**Directions**
Return exactly the lines from the start of the records below through the line containing "2L63 11L69 3ZM75", both ends included, and leave out the pictures.

(Stored data)
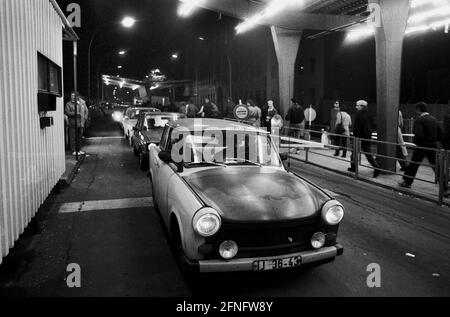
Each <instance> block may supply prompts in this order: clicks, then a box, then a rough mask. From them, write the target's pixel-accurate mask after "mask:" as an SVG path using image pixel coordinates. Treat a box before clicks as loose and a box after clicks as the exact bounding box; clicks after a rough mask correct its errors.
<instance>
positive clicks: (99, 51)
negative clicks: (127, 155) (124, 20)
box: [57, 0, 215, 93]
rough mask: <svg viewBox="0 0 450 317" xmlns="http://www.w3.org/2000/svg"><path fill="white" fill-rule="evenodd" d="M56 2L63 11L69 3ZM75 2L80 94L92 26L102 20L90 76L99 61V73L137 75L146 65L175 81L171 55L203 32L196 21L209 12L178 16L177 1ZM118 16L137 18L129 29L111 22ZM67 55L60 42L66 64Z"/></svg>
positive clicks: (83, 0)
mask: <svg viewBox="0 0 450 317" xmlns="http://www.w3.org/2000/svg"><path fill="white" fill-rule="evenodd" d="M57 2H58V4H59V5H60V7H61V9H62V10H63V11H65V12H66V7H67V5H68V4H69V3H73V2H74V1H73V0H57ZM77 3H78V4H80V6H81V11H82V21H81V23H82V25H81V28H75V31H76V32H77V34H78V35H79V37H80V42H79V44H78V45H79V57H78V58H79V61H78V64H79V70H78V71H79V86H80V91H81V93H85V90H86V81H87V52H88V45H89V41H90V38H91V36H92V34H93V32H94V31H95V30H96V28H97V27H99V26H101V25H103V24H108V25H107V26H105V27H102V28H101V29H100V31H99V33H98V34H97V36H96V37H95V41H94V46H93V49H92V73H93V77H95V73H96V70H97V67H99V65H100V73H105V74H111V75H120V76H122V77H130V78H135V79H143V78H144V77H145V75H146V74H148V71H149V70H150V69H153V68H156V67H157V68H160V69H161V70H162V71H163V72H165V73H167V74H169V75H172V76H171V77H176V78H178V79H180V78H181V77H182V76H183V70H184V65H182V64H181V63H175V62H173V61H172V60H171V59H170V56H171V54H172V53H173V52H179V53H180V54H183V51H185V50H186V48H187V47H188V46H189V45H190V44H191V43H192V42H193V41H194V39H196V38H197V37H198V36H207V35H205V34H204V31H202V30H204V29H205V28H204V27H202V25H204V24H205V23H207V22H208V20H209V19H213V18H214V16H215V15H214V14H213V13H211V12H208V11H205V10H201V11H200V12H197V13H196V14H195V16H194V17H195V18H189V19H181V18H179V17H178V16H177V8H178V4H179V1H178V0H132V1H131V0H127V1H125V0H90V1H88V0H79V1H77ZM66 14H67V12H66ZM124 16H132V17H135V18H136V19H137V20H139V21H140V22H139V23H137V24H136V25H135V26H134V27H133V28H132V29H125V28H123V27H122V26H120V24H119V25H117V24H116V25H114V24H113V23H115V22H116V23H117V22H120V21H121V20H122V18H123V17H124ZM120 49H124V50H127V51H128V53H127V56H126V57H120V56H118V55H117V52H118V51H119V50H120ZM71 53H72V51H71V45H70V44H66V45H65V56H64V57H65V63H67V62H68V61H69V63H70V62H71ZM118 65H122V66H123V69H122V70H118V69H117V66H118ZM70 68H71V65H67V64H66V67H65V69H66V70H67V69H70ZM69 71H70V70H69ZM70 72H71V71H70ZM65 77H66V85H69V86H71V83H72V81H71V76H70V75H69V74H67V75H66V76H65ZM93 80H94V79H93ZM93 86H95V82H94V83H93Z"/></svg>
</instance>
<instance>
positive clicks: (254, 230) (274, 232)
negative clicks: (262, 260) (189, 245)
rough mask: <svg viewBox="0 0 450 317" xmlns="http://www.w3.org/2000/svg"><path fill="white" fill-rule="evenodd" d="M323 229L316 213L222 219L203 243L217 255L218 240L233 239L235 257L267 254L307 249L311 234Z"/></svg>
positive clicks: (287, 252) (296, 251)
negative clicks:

**Exercise result**
Each <instance> block may supply prompts in this order: clicks, then a box, then a rough mask. From them, write the target's pixel-accurate mask after "mask:" as an SVG path using image pixel coordinates. Treat a box before clicks as loose and a box after clicks as the exact bounding box; clicks after a rough mask correct its errors.
<instance>
positive clicks: (99, 51)
negative clicks: (127, 155) (124, 20)
box: [57, 0, 215, 93]
rough mask: <svg viewBox="0 0 450 317" xmlns="http://www.w3.org/2000/svg"><path fill="white" fill-rule="evenodd" d="M56 2L63 11L69 3ZM75 2L80 94L92 26L102 20L90 76L99 61V73L137 75L146 65L175 81L171 55L203 32L196 21L209 12L178 16L177 1ZM118 16L137 18L129 29L111 22ZM67 55L60 42L66 64Z"/></svg>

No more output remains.